:: Reading text ::
To get things rolling, Darcy Brown, certified pharmacy technician, was recruited to initiate the program as its instructor. She was sent to Texas where she completed her training as a pharmacy technician instructor.

The program then began the recruitment process which began in October 2019 and selections were determined based on a written essay and a math test.

“Much to our surprise, we had 34 applicants that came from places as far away as Chinle and Ganado, Flagstaff and from right here in Tuba City,” said Garcia. “It was exciting that this program had such a great response. A selection of 15 participants was made and 12 confirmed acceptance.”

The first cohort includes: Derek Davis, Ganado, Arizona; Chance DuPuy, Tuba City; Ariane Farnsworth, Tuba City; Evan Fowler, Tuba City; Doreen Johnson, Tuba City; Shelbie Begay-Kewenvoyouma, Tuba City; Danielle Powless, Tuba City; Molina Redhorse, Cow Springs, Arizona; Nahida Smith, Navajo Mountain, Utah; Michaela White, Tuba City; Ahayana Windyboy, Tuba City; and Crystal Yazzie, Tuba City.

The program required candidates to be 18-years-old or older; have a high school diploma or GED; submit of a 500 word essay titled, “Why I want to be a CPT training program participant;” candidates must also consent to a criminal background check, drug and alcohol testing, and submit immunization documentation as required by corporation policy.

Molina Redhorse, a participant, is thankful for the program and appreciates that it is local and she can attend her classes after her regular workday.

“The program is no expense out of our own pockets. That is one thing that attracted me to it—it’s free,” she said. “The only thing is we have to commit to is time to the corporation when we are done.”

Redhorse explained she has always had an interest in the pharmacy field.

“It’s a program geared toward my interest,” she added. “I like that it involves a lot of knowledge toward medication and healing people.”

She said it is a great program for the community and for the people.

“Everything is so spread out and rural here. Getting an education off the reservation takes a lot of time and money,” she said. “With this program, we are local, we get an education locally, we learn from actual professionals in the pharmacy, we gain their knowledge, and they provide us a step toward success.”

Redhorse said she also likes the ability to work a full-time job at the corporation during the day and be able to attend the class in the evenings four days a week. This structure helps her with time management since she commutes daily from Cow Springs, a 40 minute drive northeast of Tuba City.
:::
Assignment 1:
According to the article on the pharmacy technician program, what two things were used to select participants?
Assignment 2:
Using the article on the pharmacy technician program, explain why Molina Redhorse considers the program good for the community.
Assignment 3:
Continue the article on the pharmacy technician program from its last sentence.
:: Available data ::
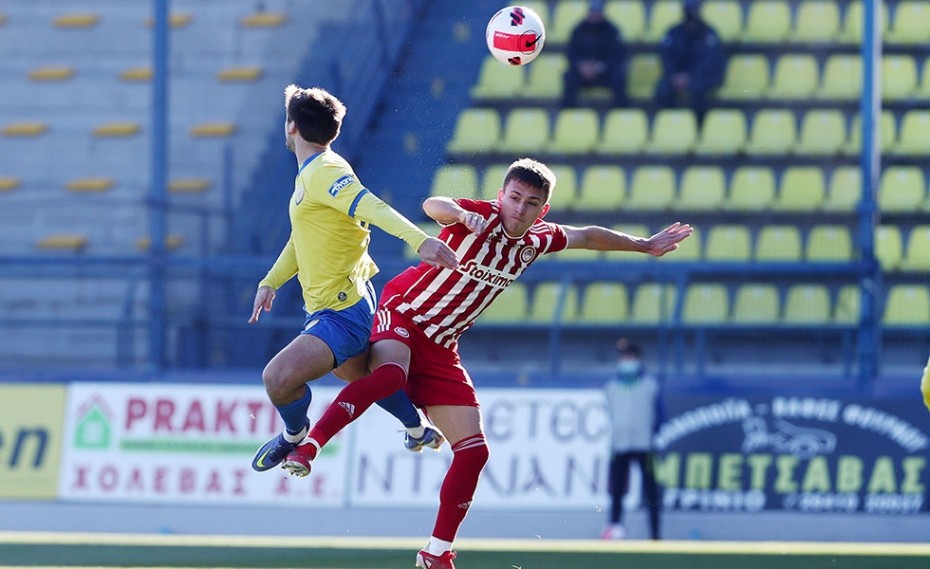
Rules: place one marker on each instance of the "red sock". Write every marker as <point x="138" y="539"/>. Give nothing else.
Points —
<point x="355" y="398"/>
<point x="458" y="487"/>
:::
Final answer 1:
A written essay and a math test.

Final answer 2:
The area is rural and spread out, so getting an education off the reservation takes a lot of time and money. The program lets participants get their education locally, learning from actual professionals in the pharmacy.

Final answer 3:
“They work with our work schedule, which is great,” she said. “That’s a win-win for me.”

“I am very thankful for this program,” she added.

Derek Davis, another participant in the training program, agrees that the training is convenient and he especially likes the idea of not having to go to an expensive college or university to get the education.

“I was a volunteer when I was in high school at a hospital in Fort Defiance,” he said. “I like to help people get their medication. Pharmacist and pharmacy technicians have an important role in making sure people are healthy by receiving appropriate medications and the right amount.”

Davis plans to gain his experience as a pharmacy technician and eventually go to pharmacy school in the future. He appreciates the program.

“We’re the first group to undergo this journey, so I feel honored,” he said.

For Nahida Smith, she just wants to get a start in the medical field because she wants to start somewhere and work her way up.

“I decided to do the pharmacy technician program just to get an insight and to see what it’s like,” she said. “The program is very informative and it’s intense with calculations, formulas and knowledge. I like that it is very complex and very educational, and that’s one of the reasons I wanted to participate and to learn something new.”

Garcia explained the first cohort proved to be a success and the program plans to start another cohort beginning May 11.

The pharmacy serves as an integral part of a comprehensive community-based health care delivery system. Services are patient-centered and directed toward optimal patient care outcomes, health promotion and disease prevention.